What is expected: Reproduce the lines below unchanged, from the line containing "mark the region of every instance of the white" through the line containing "[[143, 55], [126, 0], [102, 0], [98, 158], [167, 171]]", including both of those lines. Give only that stretch.

▼

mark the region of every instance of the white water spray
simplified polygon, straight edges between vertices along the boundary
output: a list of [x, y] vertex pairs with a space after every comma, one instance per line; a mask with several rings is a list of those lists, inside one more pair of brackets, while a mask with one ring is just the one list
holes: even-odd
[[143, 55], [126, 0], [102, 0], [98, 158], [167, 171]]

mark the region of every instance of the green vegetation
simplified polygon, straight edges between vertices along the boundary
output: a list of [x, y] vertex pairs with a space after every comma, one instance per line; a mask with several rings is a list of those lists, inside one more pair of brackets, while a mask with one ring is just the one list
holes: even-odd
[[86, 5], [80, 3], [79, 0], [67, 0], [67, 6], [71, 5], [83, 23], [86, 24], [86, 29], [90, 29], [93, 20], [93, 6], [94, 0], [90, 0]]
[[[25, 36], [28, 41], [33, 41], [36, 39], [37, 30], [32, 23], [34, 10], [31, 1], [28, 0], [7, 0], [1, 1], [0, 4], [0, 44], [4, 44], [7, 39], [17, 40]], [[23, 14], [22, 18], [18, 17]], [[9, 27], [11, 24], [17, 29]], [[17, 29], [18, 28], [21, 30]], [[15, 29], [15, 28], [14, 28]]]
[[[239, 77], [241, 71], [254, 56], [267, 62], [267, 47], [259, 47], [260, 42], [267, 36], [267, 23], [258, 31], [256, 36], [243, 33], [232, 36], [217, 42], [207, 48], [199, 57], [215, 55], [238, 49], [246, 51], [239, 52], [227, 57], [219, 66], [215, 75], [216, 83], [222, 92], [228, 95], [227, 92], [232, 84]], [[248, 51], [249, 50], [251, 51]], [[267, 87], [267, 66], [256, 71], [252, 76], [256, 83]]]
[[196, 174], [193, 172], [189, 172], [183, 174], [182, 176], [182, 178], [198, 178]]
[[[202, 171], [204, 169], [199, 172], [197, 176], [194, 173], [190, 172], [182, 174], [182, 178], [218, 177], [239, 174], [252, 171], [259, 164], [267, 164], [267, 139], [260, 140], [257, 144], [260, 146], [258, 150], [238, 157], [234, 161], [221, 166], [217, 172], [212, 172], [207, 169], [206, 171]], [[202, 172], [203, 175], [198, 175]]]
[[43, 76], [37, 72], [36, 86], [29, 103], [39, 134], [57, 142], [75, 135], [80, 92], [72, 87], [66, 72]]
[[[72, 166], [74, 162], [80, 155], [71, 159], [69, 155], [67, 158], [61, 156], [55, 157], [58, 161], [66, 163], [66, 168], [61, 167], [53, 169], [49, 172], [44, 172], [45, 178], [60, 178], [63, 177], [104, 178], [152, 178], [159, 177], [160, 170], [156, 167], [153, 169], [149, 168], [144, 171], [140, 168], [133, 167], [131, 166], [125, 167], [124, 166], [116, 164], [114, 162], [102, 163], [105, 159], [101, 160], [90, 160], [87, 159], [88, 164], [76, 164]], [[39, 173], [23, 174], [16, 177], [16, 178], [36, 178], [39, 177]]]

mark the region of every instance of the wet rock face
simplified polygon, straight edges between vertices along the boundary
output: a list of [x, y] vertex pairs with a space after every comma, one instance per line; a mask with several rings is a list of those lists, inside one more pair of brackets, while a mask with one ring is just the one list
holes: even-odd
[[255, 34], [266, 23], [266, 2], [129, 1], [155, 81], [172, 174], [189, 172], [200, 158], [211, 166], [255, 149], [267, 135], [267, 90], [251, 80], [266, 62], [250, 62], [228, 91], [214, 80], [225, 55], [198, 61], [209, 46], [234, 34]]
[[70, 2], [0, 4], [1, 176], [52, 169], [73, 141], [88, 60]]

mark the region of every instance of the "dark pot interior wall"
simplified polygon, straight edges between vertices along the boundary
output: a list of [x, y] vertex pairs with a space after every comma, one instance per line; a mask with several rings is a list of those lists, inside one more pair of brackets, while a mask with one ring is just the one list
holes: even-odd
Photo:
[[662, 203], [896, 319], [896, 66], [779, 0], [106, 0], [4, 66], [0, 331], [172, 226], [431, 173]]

▲
▼

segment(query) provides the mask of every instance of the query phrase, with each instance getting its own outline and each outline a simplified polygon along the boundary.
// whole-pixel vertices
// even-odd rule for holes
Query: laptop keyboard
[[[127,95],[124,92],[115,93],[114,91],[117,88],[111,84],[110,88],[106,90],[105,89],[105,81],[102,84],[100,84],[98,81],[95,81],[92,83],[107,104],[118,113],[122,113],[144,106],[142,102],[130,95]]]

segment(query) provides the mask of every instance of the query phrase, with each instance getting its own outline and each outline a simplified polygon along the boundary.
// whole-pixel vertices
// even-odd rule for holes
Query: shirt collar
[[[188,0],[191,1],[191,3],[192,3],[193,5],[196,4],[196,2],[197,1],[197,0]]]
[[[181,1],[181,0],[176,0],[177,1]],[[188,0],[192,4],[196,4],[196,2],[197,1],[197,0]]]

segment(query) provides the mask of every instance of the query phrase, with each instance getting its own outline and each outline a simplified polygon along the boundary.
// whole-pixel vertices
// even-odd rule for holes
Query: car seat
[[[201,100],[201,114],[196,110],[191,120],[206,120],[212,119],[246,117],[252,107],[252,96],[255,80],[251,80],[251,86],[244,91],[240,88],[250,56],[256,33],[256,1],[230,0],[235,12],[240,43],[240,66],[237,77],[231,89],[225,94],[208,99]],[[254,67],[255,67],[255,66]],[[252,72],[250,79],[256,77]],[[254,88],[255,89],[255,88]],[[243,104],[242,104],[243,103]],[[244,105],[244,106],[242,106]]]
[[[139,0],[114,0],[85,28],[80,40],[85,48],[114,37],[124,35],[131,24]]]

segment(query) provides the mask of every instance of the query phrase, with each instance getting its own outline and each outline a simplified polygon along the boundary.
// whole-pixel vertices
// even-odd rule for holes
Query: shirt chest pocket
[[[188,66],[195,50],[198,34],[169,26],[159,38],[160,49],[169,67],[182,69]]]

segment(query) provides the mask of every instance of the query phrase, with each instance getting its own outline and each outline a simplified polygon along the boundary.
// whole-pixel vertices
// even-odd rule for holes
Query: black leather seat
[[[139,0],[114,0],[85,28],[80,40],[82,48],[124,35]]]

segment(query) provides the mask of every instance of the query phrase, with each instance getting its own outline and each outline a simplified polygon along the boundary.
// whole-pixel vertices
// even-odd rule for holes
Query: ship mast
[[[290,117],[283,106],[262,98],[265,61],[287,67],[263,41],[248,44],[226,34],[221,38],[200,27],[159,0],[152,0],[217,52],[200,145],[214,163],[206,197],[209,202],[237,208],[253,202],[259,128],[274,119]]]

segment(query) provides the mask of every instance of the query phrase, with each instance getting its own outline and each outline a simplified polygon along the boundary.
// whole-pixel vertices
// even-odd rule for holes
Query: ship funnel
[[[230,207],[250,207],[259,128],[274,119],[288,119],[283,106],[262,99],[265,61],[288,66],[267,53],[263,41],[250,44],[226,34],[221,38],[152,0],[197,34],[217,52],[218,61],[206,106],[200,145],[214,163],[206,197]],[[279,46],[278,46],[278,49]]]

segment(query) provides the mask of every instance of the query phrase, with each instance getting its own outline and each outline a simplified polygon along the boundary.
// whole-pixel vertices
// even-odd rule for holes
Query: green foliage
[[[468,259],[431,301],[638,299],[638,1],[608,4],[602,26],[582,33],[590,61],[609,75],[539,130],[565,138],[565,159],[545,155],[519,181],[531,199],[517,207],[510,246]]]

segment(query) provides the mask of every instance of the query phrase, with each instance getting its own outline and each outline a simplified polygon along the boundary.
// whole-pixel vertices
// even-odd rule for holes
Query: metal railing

▲

Response below:
mark the region of every instance of the white water spray
simplified polygon, straight edges between vertices along the boundary
output: a list of [x, y] vertex pairs with a space after every comma, one instance per line; a mask with several rings is a list of those lists, inside one more pair of brackets, while a mask with one ring is just the one list
holes: even-odd
[[143, 55], [126, 0], [102, 0], [98, 158], [167, 171]]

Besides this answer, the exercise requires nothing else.